QUOTED PASSAGE —
================================
Environmental impact of two successive chemical treatments in a small shallow eutrophied lake: Part I. Case of aluminium sulphate.

This paper deals with the efficiency and effects of addition of aluminium sulphate on soft water quality of a shallow eutrophic lake. Almost all the controlled variables improved with treatment, especially nutrient concentrations such as soluble reactive phosphorus (SRP) and transparency. However, aluminium sulphate was not added in sufficient quantity to reduce the total phosphorus content. SRP concentration was significantly reduced in the short term. Moreover, external loading of phosphorus was high and not taken into account by the in-lake treatments. Finally, resuspension of sediment (polymictic lake) removed the alum hydroxide layer on the sediment surface, which reduced treatment effectiveness. No significant pH decrease was noted following alum addition. According to bibliographical toxicological data, monomeric aluminium content does not show any toxic effect on aquatic fauna and flora. In spite of low SRP in the water column, the treatment did not prevent appearance of Microcystis sp. colony (> 10 colony per ml) approximately 30 days after alum application.

Environmental impact of two successive chemical treatments in a small shallow eutrophied lake: Part II. Case of copper sulfate.
================================
DATA SHOWN —
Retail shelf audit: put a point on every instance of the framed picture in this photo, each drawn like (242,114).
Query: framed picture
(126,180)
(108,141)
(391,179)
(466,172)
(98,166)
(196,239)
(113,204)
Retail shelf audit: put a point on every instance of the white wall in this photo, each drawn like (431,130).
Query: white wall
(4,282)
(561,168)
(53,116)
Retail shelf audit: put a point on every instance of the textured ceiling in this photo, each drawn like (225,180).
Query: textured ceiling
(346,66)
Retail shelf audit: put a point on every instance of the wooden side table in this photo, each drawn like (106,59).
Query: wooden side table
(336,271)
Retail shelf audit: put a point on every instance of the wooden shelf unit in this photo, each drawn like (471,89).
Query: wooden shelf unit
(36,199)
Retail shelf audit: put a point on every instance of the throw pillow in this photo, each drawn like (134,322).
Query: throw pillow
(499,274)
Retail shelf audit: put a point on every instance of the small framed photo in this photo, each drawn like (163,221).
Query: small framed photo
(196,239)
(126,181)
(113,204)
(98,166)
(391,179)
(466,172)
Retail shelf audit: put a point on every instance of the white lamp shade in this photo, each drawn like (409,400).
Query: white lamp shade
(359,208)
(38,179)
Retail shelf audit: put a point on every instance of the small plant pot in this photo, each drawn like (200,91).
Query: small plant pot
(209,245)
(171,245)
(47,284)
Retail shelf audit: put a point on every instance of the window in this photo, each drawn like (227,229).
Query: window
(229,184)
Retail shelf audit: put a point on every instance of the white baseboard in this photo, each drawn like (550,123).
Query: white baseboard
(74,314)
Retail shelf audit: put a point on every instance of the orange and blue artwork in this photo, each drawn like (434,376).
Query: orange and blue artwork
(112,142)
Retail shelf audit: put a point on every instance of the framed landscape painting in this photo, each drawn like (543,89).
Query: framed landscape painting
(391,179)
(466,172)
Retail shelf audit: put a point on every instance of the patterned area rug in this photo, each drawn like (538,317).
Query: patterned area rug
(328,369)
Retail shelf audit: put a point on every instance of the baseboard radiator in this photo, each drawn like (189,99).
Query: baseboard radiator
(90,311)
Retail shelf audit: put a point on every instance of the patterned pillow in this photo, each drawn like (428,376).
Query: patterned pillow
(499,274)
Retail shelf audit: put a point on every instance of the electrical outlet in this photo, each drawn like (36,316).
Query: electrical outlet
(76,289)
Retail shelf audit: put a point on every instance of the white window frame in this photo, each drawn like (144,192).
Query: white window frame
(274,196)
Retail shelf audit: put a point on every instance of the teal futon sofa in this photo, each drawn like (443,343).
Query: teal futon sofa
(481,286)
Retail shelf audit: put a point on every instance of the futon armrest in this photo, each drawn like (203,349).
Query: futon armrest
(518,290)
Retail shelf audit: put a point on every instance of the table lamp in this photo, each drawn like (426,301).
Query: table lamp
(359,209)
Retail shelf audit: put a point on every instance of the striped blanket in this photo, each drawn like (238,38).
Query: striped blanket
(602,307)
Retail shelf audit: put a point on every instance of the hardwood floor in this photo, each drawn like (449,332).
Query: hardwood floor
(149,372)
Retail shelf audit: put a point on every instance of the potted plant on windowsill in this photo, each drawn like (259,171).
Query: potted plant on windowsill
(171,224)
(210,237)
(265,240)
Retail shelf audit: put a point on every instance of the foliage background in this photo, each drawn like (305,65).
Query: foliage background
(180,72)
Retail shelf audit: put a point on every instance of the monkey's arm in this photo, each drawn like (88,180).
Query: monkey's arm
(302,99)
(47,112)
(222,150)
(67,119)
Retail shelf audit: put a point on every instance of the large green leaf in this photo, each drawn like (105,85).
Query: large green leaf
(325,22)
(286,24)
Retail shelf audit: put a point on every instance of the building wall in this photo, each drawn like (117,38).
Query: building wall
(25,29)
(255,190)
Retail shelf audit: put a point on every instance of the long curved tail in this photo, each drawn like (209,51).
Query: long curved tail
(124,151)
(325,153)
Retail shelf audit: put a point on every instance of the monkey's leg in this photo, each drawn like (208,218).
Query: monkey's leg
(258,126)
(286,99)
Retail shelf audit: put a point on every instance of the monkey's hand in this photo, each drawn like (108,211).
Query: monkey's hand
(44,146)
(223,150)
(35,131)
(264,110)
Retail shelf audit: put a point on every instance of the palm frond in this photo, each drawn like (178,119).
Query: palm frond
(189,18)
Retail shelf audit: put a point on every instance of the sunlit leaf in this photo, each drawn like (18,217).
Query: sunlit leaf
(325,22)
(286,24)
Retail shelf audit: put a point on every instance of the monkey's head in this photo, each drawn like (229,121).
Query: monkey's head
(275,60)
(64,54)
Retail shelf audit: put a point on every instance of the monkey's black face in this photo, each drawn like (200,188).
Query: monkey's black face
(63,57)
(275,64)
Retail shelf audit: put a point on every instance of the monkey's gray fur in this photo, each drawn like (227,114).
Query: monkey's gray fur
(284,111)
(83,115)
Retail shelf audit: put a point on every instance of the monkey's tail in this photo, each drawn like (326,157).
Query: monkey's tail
================================
TASKS TO COMPLETE —
a) Decide whether each statement agrees with the lake-treatment text, answering yes or no and quoting the words of the text that settle it: (i) The alum treatment reduced the total phosphorus content of the lake. (ii) A significant drop in pH was recorded after alum was added. (iii) Microcystis sp. colonies appeared about 30 days after alum was applied.
b) Supply what follows the last line of the lake-treatment text.
The listing is not required for any of this work.

RESPONSES PER TASK —
a)
(i) No: "aluminium sulphate was not added in sufficient quantity to reduce the total phosphorus content."
(ii) No: "No significant pH decrease was noted following alum addition."
(iii) Yes: "the treatment did not prevent appearance of Microcystis sp. colony (> 10 colony per ml) approximately 30 days after alum application."

b)
The appearance of cyanobacteria ( > 10 colony per ml) was not prevented after alum treatment. In order to prevent cyanobacteria efflorescences in a small shallow polymictic lake (Courtille, France), copper sulfate was applied. Treatment level was 63 microg 1(-1) as Cu2+ from CUSO4, 5 H2O. Cyanobacteria were kept under control during the summer. Microcystis sp. completely disappeared, which allowed swimming in the lake throughout the tourist season. Microcystis only reappeared 2 months after the treatment. Copper content in the water column only returned to its background level 2 months after copper addition. This high residence time of copper in the water might have been caused by complexation and adsorption of copper on natural organic matter, whose level was high in the ecosystem studied. A mechanism of transfer of 'truly' dissolved copper towards particulate copper has been underlined and explains the disappearance of this fraction of copper in the water column.